Start of Provided entries

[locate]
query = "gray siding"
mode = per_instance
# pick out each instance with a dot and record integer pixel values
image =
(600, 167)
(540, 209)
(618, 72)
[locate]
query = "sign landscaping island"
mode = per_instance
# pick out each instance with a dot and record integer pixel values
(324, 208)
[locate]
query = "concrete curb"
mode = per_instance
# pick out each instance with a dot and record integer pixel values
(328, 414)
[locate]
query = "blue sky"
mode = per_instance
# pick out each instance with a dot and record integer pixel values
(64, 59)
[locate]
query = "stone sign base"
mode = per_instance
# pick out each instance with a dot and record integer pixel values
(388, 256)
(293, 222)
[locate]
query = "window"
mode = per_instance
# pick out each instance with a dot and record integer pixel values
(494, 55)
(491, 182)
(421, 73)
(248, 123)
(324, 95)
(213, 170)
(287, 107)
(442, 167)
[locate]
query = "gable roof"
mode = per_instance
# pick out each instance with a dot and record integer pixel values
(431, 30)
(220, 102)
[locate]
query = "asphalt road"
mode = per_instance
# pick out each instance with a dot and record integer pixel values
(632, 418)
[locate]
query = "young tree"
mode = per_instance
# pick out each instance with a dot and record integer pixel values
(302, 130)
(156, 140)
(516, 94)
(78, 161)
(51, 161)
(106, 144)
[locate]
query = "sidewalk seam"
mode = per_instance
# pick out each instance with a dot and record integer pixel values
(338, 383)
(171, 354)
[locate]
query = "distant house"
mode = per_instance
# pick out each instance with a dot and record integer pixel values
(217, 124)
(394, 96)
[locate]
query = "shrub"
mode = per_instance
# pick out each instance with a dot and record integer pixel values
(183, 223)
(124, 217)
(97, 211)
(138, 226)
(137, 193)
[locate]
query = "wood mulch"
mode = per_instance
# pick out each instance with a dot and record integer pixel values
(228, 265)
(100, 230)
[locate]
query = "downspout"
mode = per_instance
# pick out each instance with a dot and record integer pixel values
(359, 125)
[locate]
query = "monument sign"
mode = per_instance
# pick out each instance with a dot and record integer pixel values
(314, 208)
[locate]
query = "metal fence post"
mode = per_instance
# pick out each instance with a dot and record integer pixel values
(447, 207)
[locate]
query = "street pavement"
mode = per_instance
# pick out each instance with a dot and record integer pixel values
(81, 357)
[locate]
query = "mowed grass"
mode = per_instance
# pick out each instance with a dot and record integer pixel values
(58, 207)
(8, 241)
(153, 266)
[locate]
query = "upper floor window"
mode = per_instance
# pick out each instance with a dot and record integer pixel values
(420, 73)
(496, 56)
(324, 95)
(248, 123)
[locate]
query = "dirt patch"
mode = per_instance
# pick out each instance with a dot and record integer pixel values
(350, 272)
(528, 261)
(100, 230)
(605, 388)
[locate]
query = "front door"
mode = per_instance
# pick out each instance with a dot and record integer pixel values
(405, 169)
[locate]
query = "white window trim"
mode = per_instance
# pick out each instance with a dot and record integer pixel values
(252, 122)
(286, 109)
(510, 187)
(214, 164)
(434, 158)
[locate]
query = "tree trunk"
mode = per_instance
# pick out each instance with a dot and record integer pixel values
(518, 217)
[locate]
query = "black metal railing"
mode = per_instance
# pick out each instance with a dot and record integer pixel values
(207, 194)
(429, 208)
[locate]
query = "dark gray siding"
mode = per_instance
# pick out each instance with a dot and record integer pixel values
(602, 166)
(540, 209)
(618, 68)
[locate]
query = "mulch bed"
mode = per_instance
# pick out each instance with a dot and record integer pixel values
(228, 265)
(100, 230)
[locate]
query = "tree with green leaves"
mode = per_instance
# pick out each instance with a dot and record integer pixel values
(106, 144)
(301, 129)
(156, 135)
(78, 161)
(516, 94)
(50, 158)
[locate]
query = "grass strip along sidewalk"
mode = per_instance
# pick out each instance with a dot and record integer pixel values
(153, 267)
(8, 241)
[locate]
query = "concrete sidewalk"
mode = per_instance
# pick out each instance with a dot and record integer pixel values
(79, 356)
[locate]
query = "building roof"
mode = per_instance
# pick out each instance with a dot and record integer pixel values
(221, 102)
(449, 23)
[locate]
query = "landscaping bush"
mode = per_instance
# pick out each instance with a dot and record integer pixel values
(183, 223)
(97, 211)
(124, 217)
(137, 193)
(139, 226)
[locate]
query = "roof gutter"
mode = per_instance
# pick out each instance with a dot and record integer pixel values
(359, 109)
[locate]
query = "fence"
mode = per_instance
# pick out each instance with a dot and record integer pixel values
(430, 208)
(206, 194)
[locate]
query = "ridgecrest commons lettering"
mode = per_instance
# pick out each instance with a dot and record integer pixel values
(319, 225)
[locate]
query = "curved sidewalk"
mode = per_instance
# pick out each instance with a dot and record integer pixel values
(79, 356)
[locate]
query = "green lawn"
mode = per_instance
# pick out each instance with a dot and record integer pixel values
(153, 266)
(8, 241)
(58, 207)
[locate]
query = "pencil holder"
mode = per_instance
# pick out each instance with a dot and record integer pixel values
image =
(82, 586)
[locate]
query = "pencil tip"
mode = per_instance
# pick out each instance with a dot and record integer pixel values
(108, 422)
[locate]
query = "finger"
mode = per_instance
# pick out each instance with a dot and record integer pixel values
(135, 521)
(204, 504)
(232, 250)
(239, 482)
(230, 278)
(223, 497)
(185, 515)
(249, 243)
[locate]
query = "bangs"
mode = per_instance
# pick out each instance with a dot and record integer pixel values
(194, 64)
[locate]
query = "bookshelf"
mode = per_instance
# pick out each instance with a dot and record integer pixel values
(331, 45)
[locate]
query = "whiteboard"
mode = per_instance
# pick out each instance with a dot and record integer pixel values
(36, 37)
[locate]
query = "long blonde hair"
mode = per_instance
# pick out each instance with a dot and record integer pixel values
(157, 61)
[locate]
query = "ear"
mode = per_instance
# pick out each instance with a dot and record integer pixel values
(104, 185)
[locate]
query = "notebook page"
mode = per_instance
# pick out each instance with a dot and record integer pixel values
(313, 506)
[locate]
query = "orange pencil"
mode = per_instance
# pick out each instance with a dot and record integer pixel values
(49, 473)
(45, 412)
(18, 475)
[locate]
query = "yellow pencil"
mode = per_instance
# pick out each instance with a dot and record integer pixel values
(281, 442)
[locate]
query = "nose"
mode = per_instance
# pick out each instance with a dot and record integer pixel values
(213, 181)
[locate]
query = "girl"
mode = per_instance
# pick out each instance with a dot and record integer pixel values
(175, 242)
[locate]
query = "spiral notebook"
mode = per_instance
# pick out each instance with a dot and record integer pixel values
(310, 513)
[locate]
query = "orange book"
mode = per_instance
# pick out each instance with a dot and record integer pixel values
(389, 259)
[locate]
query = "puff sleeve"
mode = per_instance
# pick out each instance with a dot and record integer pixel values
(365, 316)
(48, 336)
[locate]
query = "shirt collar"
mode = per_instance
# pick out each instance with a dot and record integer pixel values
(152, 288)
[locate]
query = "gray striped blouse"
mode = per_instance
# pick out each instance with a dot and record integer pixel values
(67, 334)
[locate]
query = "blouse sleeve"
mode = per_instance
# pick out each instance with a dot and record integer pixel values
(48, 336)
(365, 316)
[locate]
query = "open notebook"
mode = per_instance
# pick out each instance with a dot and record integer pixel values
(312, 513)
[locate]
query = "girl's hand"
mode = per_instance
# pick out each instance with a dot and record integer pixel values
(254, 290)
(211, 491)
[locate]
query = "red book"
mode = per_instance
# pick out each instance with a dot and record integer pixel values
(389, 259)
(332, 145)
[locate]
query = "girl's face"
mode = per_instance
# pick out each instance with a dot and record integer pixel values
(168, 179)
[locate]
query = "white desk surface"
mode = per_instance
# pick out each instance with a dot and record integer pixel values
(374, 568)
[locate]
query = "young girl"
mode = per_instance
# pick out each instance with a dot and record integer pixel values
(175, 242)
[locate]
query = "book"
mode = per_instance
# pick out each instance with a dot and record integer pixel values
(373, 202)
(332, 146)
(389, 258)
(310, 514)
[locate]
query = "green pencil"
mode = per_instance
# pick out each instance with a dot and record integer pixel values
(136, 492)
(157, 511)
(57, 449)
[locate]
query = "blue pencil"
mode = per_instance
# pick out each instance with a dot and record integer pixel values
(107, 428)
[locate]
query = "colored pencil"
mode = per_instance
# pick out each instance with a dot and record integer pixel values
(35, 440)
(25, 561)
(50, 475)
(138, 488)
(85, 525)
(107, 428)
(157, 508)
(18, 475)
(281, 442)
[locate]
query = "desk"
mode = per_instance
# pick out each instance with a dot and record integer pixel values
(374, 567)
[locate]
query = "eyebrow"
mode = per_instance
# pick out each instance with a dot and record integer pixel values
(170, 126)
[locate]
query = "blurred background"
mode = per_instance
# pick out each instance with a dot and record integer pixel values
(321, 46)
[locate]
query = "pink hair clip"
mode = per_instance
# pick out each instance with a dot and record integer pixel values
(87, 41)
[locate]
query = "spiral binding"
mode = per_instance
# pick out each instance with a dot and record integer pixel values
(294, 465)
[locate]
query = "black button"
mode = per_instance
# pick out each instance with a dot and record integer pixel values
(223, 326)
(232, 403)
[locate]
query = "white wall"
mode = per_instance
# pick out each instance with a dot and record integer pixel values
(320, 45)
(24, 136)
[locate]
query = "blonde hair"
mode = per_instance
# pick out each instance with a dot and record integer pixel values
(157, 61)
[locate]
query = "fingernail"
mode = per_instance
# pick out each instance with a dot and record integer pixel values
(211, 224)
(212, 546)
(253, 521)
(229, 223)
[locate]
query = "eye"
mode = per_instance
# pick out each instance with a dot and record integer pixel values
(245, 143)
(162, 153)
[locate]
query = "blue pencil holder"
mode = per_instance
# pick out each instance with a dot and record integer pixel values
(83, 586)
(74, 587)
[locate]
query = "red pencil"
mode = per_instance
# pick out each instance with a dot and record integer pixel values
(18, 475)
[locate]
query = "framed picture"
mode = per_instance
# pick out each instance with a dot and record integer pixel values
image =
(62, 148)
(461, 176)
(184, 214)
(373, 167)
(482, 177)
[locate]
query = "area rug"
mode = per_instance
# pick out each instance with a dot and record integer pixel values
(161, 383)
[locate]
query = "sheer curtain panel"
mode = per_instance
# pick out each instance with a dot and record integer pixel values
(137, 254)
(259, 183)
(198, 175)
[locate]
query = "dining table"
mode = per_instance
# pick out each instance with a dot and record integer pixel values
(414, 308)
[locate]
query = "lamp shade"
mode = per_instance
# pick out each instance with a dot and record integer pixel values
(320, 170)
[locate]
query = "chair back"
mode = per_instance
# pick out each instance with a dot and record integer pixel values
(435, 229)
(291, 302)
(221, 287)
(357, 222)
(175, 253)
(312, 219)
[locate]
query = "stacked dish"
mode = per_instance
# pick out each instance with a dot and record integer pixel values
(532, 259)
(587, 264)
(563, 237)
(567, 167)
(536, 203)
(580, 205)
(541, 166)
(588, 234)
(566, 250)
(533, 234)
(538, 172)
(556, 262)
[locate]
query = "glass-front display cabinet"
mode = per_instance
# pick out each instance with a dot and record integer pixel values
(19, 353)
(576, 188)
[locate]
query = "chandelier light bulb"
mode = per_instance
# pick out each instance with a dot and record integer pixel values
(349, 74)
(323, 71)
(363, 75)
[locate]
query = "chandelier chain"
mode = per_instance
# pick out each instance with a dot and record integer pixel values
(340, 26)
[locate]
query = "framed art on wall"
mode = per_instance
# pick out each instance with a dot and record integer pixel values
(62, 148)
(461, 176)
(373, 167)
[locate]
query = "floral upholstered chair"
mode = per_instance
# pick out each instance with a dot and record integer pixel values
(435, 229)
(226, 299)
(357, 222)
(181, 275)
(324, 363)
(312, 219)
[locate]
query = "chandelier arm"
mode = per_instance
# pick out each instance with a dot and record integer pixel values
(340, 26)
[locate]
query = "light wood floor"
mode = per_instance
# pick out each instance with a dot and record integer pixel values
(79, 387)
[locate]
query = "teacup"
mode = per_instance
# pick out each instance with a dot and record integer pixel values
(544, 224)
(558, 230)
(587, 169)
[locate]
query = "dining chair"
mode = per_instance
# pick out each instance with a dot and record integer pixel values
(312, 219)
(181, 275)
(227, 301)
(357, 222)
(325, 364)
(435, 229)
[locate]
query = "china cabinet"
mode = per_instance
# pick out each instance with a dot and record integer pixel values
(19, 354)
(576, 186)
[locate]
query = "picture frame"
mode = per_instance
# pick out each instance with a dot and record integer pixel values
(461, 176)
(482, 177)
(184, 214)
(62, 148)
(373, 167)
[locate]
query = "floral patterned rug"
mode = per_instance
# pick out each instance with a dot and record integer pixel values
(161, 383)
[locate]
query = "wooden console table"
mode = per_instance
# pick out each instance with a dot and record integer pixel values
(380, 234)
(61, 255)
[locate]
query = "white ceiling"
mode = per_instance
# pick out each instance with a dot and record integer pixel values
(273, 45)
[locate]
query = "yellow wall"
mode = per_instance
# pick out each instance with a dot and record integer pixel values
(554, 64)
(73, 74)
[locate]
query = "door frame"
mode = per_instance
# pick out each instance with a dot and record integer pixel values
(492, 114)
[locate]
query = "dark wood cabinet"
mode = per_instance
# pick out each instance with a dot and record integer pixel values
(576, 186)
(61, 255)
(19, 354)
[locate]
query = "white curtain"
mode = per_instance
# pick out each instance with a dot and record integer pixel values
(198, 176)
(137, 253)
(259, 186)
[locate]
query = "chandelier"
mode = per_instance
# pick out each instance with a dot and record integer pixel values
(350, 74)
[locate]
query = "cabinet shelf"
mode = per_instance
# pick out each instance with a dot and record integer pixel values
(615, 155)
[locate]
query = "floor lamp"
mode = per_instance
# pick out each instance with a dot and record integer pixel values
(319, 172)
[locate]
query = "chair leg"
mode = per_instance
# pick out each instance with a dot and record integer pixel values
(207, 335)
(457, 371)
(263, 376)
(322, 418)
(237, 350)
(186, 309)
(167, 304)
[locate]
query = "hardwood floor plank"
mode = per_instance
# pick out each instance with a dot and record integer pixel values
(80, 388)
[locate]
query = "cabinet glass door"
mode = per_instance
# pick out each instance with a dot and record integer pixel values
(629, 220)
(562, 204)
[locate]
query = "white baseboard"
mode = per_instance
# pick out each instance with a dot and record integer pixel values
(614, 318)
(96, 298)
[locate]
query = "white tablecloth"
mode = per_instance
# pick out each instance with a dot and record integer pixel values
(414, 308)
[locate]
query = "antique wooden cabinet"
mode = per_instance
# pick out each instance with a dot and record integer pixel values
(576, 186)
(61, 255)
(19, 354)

End of Provided entries

§ **Instructions to follow**
Looking at the records above, which lines contain "gray"? Copy those lines.

§ **Task answer**
query = "gray siding"
query = "dark gray siding"
query = "gray striped blouse"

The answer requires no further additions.